WHAT TO PRODUCE ▸ Starting at the line that contains "Target: wooden sound block", repeat each line exactly until the records end, keeping both the first and the last.

----

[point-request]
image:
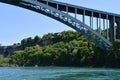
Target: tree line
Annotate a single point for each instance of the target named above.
(67, 48)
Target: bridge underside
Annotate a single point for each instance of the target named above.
(103, 33)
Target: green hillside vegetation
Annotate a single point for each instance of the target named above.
(67, 48)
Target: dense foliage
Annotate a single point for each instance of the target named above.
(67, 48)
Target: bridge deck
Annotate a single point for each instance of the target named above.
(80, 10)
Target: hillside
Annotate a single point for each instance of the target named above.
(67, 48)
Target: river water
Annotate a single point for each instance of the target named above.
(58, 73)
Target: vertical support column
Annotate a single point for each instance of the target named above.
(107, 27)
(57, 7)
(75, 15)
(111, 32)
(47, 2)
(114, 28)
(91, 20)
(99, 23)
(84, 16)
(118, 28)
(67, 10)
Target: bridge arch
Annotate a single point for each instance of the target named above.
(65, 18)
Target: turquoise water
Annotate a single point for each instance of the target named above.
(58, 73)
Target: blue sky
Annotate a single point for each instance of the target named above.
(17, 23)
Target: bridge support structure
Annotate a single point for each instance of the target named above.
(102, 33)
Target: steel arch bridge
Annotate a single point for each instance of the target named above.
(104, 21)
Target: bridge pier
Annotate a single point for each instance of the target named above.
(118, 28)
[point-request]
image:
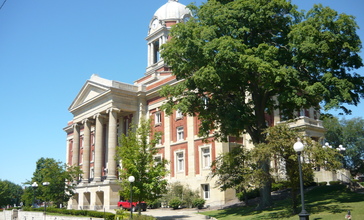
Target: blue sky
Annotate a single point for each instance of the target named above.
(49, 48)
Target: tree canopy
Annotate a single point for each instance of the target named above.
(350, 134)
(239, 169)
(10, 193)
(61, 180)
(137, 151)
(240, 60)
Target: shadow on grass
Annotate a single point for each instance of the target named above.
(318, 200)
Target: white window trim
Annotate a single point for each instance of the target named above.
(206, 194)
(179, 114)
(180, 169)
(202, 156)
(157, 156)
(157, 118)
(180, 131)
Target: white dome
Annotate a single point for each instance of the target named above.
(172, 10)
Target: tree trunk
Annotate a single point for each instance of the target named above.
(265, 191)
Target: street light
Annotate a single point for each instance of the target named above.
(45, 202)
(131, 179)
(298, 147)
(34, 186)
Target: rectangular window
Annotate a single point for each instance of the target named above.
(179, 114)
(157, 118)
(206, 191)
(180, 134)
(157, 159)
(206, 157)
(180, 162)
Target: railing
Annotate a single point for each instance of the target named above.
(303, 121)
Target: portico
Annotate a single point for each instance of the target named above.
(102, 111)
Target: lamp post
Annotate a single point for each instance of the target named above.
(45, 202)
(298, 147)
(131, 179)
(34, 186)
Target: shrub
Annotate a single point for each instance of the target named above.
(154, 204)
(177, 190)
(175, 203)
(199, 203)
(324, 183)
(334, 183)
(280, 185)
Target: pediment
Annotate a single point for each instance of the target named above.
(89, 92)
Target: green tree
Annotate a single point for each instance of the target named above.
(136, 152)
(350, 134)
(239, 60)
(183, 193)
(238, 169)
(10, 193)
(61, 180)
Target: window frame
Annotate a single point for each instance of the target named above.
(206, 191)
(180, 133)
(180, 161)
(157, 118)
(204, 163)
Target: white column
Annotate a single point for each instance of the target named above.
(149, 54)
(112, 142)
(98, 148)
(86, 150)
(152, 53)
(76, 145)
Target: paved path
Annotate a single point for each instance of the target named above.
(170, 214)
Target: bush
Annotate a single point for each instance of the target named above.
(280, 185)
(154, 204)
(175, 203)
(334, 183)
(322, 183)
(199, 203)
(248, 194)
(178, 190)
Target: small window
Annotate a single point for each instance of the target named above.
(157, 118)
(93, 156)
(92, 173)
(180, 134)
(157, 159)
(206, 157)
(180, 162)
(205, 191)
(179, 114)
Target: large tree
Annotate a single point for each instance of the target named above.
(350, 134)
(137, 152)
(61, 178)
(10, 193)
(238, 168)
(239, 60)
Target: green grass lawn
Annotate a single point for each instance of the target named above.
(322, 202)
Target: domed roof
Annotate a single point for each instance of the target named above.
(172, 10)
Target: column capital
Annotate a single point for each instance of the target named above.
(86, 120)
(113, 109)
(75, 125)
(99, 115)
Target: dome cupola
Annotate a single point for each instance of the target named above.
(167, 15)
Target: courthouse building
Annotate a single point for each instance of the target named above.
(104, 109)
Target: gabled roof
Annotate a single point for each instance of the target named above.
(96, 87)
(93, 88)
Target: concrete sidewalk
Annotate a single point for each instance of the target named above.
(170, 214)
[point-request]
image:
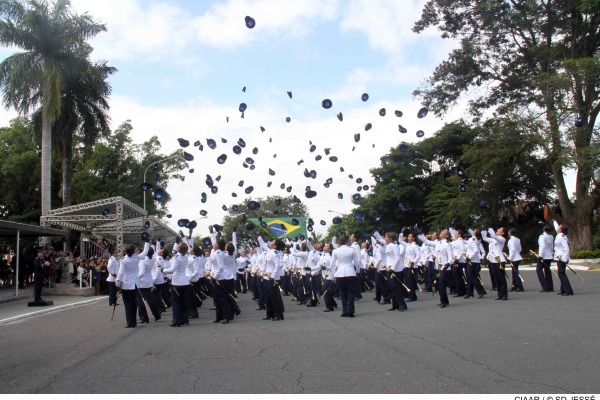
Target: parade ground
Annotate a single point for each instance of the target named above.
(533, 343)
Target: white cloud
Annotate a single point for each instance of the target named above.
(137, 28)
(386, 23)
(223, 25)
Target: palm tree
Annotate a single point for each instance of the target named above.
(84, 112)
(51, 37)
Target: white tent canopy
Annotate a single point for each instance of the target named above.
(123, 222)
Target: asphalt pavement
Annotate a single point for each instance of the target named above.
(532, 343)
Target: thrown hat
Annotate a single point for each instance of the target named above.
(250, 24)
(422, 112)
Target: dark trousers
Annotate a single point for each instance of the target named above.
(347, 285)
(544, 274)
(473, 280)
(382, 290)
(397, 292)
(315, 284)
(306, 283)
(493, 278)
(498, 271)
(130, 304)
(328, 295)
(163, 291)
(565, 285)
(190, 302)
(429, 275)
(241, 286)
(38, 283)
(516, 279)
(442, 284)
(225, 304)
(144, 297)
(112, 293)
(178, 304)
(262, 294)
(410, 279)
(274, 301)
(253, 286)
(459, 279)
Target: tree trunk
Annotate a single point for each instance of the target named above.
(67, 184)
(46, 181)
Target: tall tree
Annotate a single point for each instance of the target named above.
(534, 58)
(115, 167)
(50, 36)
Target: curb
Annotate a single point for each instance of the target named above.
(47, 310)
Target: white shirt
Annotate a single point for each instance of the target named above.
(496, 246)
(413, 254)
(545, 242)
(127, 277)
(177, 268)
(514, 249)
(346, 260)
(145, 267)
(475, 250)
(393, 256)
(113, 268)
(561, 248)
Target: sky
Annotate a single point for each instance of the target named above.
(182, 66)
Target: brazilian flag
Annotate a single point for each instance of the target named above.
(280, 228)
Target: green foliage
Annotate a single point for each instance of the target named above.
(116, 167)
(585, 254)
(268, 209)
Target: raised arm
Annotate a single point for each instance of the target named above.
(262, 244)
(379, 238)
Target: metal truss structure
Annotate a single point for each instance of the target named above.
(123, 222)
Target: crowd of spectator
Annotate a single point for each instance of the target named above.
(87, 269)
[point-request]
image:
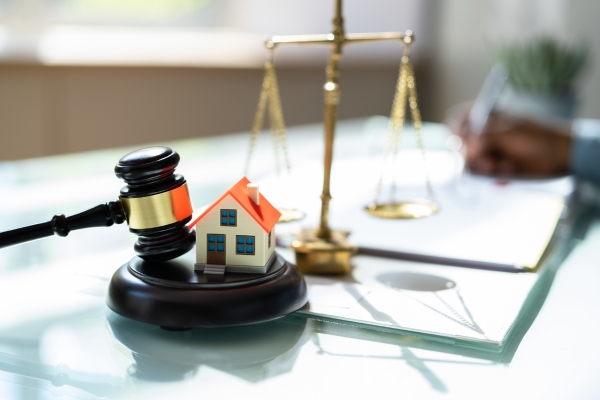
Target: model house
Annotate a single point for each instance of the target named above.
(236, 233)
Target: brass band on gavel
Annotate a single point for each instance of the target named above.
(158, 210)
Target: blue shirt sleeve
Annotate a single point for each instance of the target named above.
(585, 150)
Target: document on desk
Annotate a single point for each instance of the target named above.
(438, 302)
(482, 223)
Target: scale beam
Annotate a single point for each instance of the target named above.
(329, 38)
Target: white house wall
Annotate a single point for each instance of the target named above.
(246, 225)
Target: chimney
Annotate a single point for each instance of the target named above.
(253, 192)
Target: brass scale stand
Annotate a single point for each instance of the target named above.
(324, 250)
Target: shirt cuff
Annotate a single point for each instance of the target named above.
(585, 150)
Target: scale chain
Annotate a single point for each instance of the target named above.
(396, 124)
(270, 95)
(406, 83)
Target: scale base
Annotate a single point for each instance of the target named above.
(318, 256)
(171, 294)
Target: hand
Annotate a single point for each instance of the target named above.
(511, 146)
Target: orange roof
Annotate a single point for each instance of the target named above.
(265, 214)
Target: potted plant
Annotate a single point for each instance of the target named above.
(542, 78)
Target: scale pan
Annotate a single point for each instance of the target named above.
(418, 208)
(291, 214)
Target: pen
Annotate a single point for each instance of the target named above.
(486, 98)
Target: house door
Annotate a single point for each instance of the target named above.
(215, 249)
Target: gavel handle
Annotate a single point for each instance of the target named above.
(101, 215)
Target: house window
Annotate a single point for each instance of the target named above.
(244, 245)
(216, 242)
(228, 218)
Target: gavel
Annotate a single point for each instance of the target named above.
(155, 203)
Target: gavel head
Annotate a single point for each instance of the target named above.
(156, 203)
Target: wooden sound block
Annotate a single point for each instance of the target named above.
(171, 294)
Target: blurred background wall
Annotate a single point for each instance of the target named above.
(78, 75)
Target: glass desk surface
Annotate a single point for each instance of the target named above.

----

REPLY ▸
Target: wooden sound block
Annotate a single point for each instance of the target named above.
(171, 294)
Target: blurred background wall
Annotate a single point for each instance of the target named above.
(78, 75)
Target: glass desk surface
Annotate a single point for each instance of the target named above.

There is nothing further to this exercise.